begin SUPPLIED MATERIAL

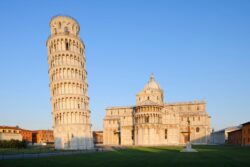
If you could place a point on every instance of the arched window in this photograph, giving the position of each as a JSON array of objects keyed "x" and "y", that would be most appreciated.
[
  {"x": 67, "y": 46},
  {"x": 166, "y": 133},
  {"x": 198, "y": 108},
  {"x": 66, "y": 30}
]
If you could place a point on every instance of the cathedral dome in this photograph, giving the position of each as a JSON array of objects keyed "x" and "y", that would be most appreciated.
[{"x": 152, "y": 84}]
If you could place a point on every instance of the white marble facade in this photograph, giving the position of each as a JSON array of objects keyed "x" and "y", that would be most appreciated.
[
  {"x": 68, "y": 85},
  {"x": 153, "y": 122}
]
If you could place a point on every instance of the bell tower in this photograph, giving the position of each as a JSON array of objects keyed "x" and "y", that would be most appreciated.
[{"x": 68, "y": 85}]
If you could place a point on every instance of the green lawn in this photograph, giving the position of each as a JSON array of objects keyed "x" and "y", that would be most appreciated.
[{"x": 211, "y": 156}]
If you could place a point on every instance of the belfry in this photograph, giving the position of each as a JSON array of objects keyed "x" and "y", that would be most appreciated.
[{"x": 68, "y": 85}]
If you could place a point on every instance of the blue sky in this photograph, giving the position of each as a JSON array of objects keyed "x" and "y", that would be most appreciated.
[{"x": 197, "y": 50}]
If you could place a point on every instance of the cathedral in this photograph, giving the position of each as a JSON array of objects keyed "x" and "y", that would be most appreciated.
[{"x": 152, "y": 122}]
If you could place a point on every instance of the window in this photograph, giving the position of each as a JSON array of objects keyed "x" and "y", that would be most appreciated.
[
  {"x": 166, "y": 133},
  {"x": 66, "y": 30},
  {"x": 67, "y": 46}
]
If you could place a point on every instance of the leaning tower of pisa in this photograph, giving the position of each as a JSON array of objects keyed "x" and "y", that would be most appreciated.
[{"x": 68, "y": 85}]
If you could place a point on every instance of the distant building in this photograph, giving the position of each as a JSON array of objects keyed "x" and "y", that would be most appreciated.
[
  {"x": 26, "y": 135},
  {"x": 235, "y": 137},
  {"x": 43, "y": 136},
  {"x": 30, "y": 136},
  {"x": 246, "y": 134},
  {"x": 221, "y": 136},
  {"x": 153, "y": 122},
  {"x": 98, "y": 137},
  {"x": 10, "y": 133}
]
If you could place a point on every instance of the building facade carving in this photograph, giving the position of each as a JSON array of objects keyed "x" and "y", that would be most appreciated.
[
  {"x": 153, "y": 122},
  {"x": 68, "y": 85}
]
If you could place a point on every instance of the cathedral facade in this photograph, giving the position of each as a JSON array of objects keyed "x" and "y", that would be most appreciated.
[{"x": 152, "y": 122}]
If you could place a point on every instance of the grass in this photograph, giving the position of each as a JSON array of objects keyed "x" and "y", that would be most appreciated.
[
  {"x": 221, "y": 156},
  {"x": 33, "y": 150}
]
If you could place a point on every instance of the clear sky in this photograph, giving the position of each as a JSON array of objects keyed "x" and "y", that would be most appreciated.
[{"x": 197, "y": 50}]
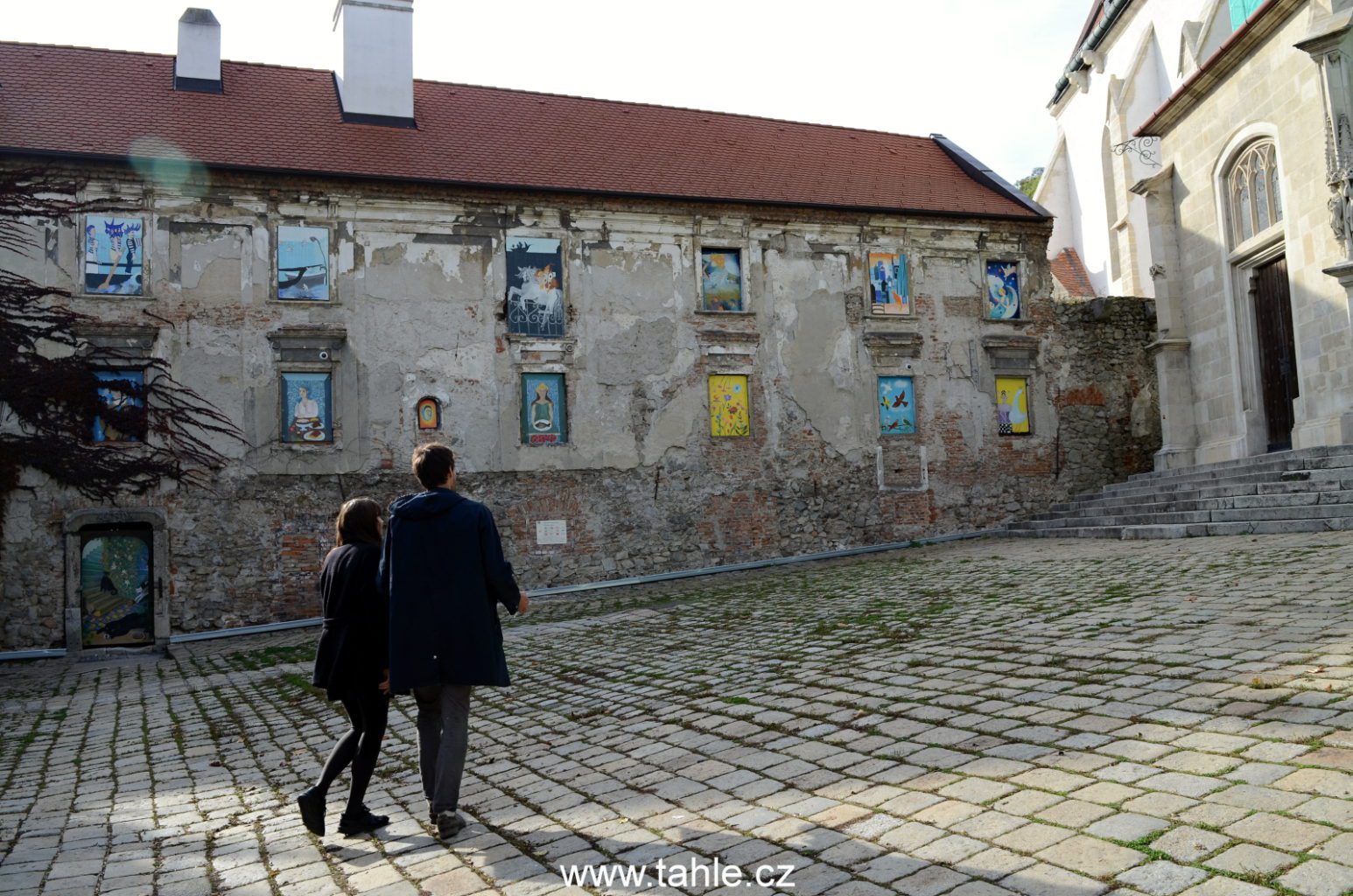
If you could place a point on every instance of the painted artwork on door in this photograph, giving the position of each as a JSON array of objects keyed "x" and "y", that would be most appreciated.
[
  {"x": 1013, "y": 406},
  {"x": 307, "y": 408},
  {"x": 304, "y": 262},
  {"x": 730, "y": 405},
  {"x": 896, "y": 406},
  {"x": 114, "y": 255},
  {"x": 721, "y": 279},
  {"x": 121, "y": 391},
  {"x": 887, "y": 284},
  {"x": 535, "y": 287},
  {"x": 544, "y": 415},
  {"x": 1003, "y": 295},
  {"x": 116, "y": 586}
]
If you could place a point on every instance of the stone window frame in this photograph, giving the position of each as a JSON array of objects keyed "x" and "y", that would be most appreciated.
[
  {"x": 745, "y": 254},
  {"x": 569, "y": 444},
  {"x": 1238, "y": 262},
  {"x": 1239, "y": 175},
  {"x": 148, "y": 218},
  {"x": 307, "y": 349},
  {"x": 916, "y": 402},
  {"x": 902, "y": 249},
  {"x": 1013, "y": 355},
  {"x": 894, "y": 354},
  {"x": 116, "y": 346},
  {"x": 983, "y": 260},
  {"x": 295, "y": 220},
  {"x": 566, "y": 343},
  {"x": 730, "y": 368},
  {"x": 72, "y": 527}
]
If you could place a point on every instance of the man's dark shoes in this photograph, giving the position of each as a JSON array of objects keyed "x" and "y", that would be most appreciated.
[
  {"x": 361, "y": 822},
  {"x": 312, "y": 804},
  {"x": 450, "y": 824}
]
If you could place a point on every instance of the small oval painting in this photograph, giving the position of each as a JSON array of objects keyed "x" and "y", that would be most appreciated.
[{"x": 429, "y": 415}]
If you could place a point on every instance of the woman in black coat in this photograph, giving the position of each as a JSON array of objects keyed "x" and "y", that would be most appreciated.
[{"x": 352, "y": 663}]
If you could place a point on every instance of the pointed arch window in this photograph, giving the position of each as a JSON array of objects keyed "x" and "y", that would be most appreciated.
[{"x": 1253, "y": 191}]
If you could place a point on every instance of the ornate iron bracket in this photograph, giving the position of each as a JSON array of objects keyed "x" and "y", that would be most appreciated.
[{"x": 1147, "y": 148}]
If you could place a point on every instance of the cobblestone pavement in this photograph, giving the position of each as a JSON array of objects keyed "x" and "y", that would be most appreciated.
[{"x": 983, "y": 718}]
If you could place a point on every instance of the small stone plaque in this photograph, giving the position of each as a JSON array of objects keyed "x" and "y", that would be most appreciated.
[{"x": 552, "y": 532}]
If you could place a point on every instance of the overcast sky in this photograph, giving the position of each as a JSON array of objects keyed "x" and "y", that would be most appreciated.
[{"x": 977, "y": 71}]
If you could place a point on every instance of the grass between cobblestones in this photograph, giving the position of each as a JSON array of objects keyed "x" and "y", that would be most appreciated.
[{"x": 1046, "y": 719}]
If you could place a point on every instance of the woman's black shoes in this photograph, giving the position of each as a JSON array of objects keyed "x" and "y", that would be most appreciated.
[
  {"x": 361, "y": 822},
  {"x": 312, "y": 811}
]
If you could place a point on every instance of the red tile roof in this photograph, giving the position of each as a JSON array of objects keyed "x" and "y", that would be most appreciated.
[
  {"x": 1070, "y": 272},
  {"x": 111, "y": 104}
]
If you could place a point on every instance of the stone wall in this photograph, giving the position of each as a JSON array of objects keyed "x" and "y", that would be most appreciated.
[{"x": 641, "y": 485}]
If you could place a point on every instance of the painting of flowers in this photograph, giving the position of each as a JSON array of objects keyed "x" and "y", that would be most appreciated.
[{"x": 730, "y": 405}]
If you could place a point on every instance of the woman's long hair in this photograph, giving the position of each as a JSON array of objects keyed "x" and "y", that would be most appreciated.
[{"x": 357, "y": 522}]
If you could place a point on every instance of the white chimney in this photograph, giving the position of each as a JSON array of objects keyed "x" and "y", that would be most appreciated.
[
  {"x": 198, "y": 66},
  {"x": 378, "y": 60}
]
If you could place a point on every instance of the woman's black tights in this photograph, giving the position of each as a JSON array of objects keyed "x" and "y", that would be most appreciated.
[{"x": 359, "y": 747}]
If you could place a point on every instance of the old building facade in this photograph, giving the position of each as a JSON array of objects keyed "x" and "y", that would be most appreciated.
[
  {"x": 1199, "y": 148},
  {"x": 648, "y": 352}
]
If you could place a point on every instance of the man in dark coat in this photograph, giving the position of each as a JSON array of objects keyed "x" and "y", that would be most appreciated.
[{"x": 444, "y": 571}]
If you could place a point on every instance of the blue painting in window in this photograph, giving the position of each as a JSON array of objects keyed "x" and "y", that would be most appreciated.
[
  {"x": 1003, "y": 297},
  {"x": 114, "y": 254},
  {"x": 121, "y": 391},
  {"x": 307, "y": 408},
  {"x": 304, "y": 262},
  {"x": 896, "y": 406}
]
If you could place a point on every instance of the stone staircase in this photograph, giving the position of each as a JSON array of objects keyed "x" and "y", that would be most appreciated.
[{"x": 1306, "y": 490}]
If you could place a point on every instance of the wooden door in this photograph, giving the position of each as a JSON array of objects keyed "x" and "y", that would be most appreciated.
[{"x": 1278, "y": 351}]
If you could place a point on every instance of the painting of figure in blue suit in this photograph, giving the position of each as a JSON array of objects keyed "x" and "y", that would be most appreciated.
[{"x": 114, "y": 250}]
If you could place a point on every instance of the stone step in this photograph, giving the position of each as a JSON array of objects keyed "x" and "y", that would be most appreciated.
[
  {"x": 1234, "y": 514},
  {"x": 1325, "y": 493},
  {"x": 1266, "y": 463},
  {"x": 1299, "y": 453},
  {"x": 1184, "y": 531},
  {"x": 1204, "y": 482}
]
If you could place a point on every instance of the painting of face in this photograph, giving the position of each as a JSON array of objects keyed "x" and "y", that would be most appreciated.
[
  {"x": 887, "y": 284},
  {"x": 544, "y": 416},
  {"x": 1013, "y": 406},
  {"x": 429, "y": 415},
  {"x": 721, "y": 279},
  {"x": 306, "y": 415},
  {"x": 114, "y": 252},
  {"x": 896, "y": 406},
  {"x": 730, "y": 406},
  {"x": 535, "y": 287},
  {"x": 121, "y": 391},
  {"x": 304, "y": 262},
  {"x": 1003, "y": 295}
]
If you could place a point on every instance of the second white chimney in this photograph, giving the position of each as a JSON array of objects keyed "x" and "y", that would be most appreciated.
[
  {"x": 378, "y": 59},
  {"x": 198, "y": 64}
]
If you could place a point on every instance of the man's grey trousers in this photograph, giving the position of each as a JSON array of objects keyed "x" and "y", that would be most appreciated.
[{"x": 443, "y": 738}]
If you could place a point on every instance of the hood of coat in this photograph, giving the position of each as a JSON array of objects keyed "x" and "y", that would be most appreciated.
[{"x": 425, "y": 504}]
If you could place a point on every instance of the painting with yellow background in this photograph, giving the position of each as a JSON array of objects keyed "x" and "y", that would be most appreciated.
[
  {"x": 728, "y": 405},
  {"x": 1013, "y": 405}
]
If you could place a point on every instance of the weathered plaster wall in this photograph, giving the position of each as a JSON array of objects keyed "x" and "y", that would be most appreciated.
[{"x": 418, "y": 294}]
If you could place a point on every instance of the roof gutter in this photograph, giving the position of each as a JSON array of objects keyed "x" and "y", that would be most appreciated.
[
  {"x": 988, "y": 178},
  {"x": 575, "y": 191},
  {"x": 1112, "y": 11}
]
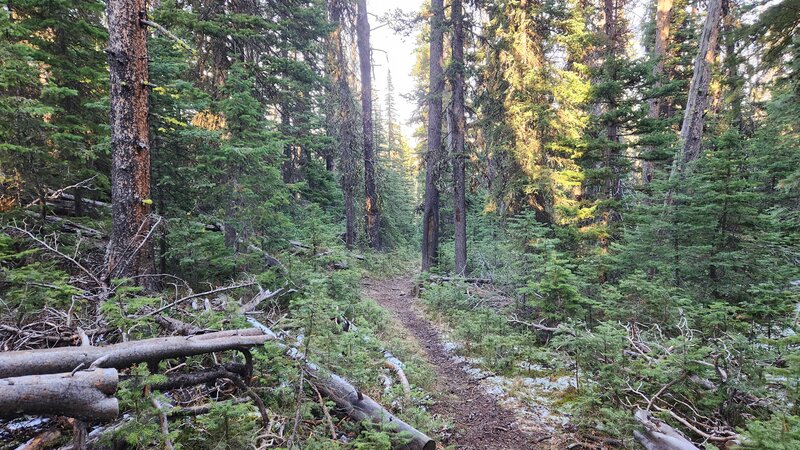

end SUPPLIED MATERIAL

WHAT IS ASKED
Pick out every line above that contains the string "tower" and copy each one out in full. Case counts, so only lines that match its capitalization should be included.

THE COMPLETED TASK
If you could place a point on every instance of the bell tower in this photograph, giving the position of each as a JSON array of objects keyed "x" and "y", that would be most appreciated.
If you could place a point on every instance of the leaning tower of pisa in this photograph, giving the position of each as a JSON array of objects keyed "x" and "y", that would be most appreciated.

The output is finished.